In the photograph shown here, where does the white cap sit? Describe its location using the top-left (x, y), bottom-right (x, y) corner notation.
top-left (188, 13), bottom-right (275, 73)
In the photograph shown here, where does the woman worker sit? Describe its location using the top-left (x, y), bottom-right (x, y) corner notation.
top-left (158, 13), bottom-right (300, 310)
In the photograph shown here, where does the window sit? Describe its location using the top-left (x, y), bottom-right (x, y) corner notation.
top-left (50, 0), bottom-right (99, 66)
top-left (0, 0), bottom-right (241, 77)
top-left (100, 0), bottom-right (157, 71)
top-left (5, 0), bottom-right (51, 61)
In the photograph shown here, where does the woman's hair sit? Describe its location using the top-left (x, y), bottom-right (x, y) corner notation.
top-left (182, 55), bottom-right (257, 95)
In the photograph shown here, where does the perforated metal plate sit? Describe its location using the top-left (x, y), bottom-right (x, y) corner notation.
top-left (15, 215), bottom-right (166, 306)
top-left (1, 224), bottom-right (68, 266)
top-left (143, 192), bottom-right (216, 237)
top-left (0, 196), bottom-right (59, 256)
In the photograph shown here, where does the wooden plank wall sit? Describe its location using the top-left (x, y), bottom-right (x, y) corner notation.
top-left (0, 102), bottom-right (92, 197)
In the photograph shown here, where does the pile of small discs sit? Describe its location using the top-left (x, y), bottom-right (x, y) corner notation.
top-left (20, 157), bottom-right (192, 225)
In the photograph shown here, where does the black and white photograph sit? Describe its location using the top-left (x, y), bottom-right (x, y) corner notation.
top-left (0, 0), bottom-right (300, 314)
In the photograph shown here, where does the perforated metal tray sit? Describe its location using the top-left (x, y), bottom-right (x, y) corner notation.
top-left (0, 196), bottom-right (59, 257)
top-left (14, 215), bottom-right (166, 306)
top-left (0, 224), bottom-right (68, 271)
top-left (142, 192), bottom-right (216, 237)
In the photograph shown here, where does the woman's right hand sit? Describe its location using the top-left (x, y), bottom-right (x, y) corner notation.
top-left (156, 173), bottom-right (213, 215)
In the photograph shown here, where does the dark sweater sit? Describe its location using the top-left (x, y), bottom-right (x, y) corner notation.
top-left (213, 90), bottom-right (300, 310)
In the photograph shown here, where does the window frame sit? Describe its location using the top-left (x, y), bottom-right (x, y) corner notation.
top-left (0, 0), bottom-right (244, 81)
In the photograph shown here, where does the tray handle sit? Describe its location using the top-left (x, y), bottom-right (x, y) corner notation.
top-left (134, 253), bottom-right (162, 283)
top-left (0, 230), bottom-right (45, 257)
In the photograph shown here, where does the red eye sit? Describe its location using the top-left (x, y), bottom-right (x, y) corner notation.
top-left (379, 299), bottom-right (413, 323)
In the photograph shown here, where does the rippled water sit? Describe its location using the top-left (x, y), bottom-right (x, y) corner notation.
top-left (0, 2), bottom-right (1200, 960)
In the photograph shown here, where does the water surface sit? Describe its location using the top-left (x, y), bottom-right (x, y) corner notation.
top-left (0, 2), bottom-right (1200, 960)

■ **TASK INSTRUCTIONS**: Reproduce the listing starting at the line that contains "In the photograph shown here, where does the woman's right" and ending at the end of the listing, substituting "knit sweater" for "dark sweater" and leaving everything else unchanged.

■ **RESULT BELOW**:
In the photograph shown here, where does the woman's right hand sit? Describe its location using the top-left (x, y), bottom-right (x, y) corner notation.
top-left (156, 173), bottom-right (213, 215)
In the photograph shown here, where does the knit sweater sit? Describe its location using the top-left (x, y), bottom-right (x, y) corner notation.
top-left (213, 90), bottom-right (300, 310)
In the photograph shown here, where does the window frame sit? Describe its location using the top-left (x, y), bottom-right (x, y) corner notation.
top-left (0, 0), bottom-right (244, 81)
In the photograph shown here, where does the tray handle sit? Describe its location using the top-left (x, y), bottom-right (x, y) corner notation.
top-left (134, 253), bottom-right (162, 283)
top-left (0, 230), bottom-right (45, 257)
In the photograph shown here, where does the red eye sit? Describe its location using the top-left (x, y), bottom-right (x, y) corner notation.
top-left (379, 299), bottom-right (413, 323)
In the photograph shown here, where does the rippled water sit? Describe its location using the top-left (x, y), bottom-right (x, y) corner notation.
top-left (0, 2), bottom-right (1200, 960)
In the photograph shown here, where does the water surface sit? Describe its location using the top-left (x, y), bottom-right (x, y) corner notation.
top-left (0, 2), bottom-right (1200, 960)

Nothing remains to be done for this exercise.